TEXT BLOCK —
--------------------------------------------------

Markham Hislop Profile picture
Oct 2, 2020 8 tweets 3 min read Read on X
Time for a chat, AB

1/Suncor lays off 15% of workers

"...has been transforming itself in recent years to rely more on data/tech to improve its efficiency, such as using autonomous trucks...had anticipated these changes would lead to a smaller workforce."
calgaryherald.com/business/local…
2/@jkenney's corporate tax reductions were supposed to create jobs. Instead, Suncor appears to have used the tax savings to invest in digital tech that will destroy jobs, about 4,500 of them.

All the big oil and gas producers are doing the same.
3/This slide from Suncor's July 22, 2020 investor presentations shows that the drive for more efficiency and lower operating costs that lead to a smaller workforce is a deliberate management strategy.
4/Hundreds of millions allocated for "digital transformation" in 2019 alone. And, according to the experts I've interviewed, this is just the beginning.
5/Look at those breakevens. The company can survive at $25WTI and does very nicely, thank you, around $35WTI.

Suncor has no choice. It's seriously preparing for a future that is likely to feature lower prices for longer. If it wants to survive, this is the only strategy.

--------------------------------------------------

PROVIDED DATA —

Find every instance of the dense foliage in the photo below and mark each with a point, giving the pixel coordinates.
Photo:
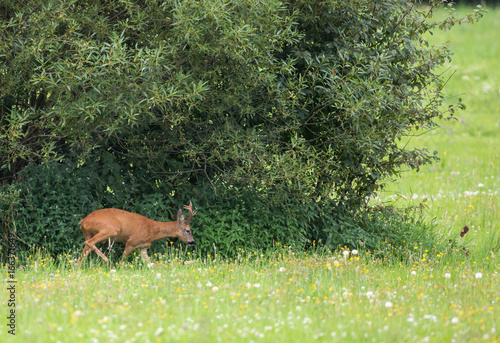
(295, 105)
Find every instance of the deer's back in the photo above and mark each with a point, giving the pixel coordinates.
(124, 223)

--------------------------------------------------

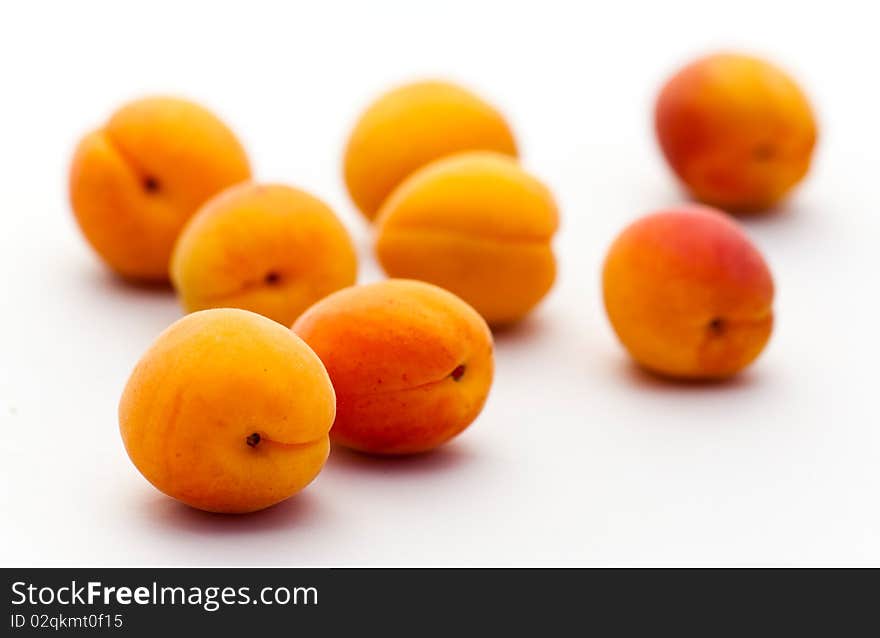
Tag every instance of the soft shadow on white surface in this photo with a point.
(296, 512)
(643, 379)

--------------------------------------------------

WHAT IS REQUIRED — For each statement below, say yes or no according to whether it agrees with the Suncor thread above, and quote the deciding words from the thread. (a) Suncor is cutting 15% of its workers. (b) The hundreds of millions for "digital transformation" were allocated in 2020. (c) Suncor can survive with WTI at $25.

FULL SOLUTION —
(a) Yes: "Suncor lays off 15% of workers"
(b) No: "in 2019 alone"
(c) Yes: "The company can survive at $25WTI"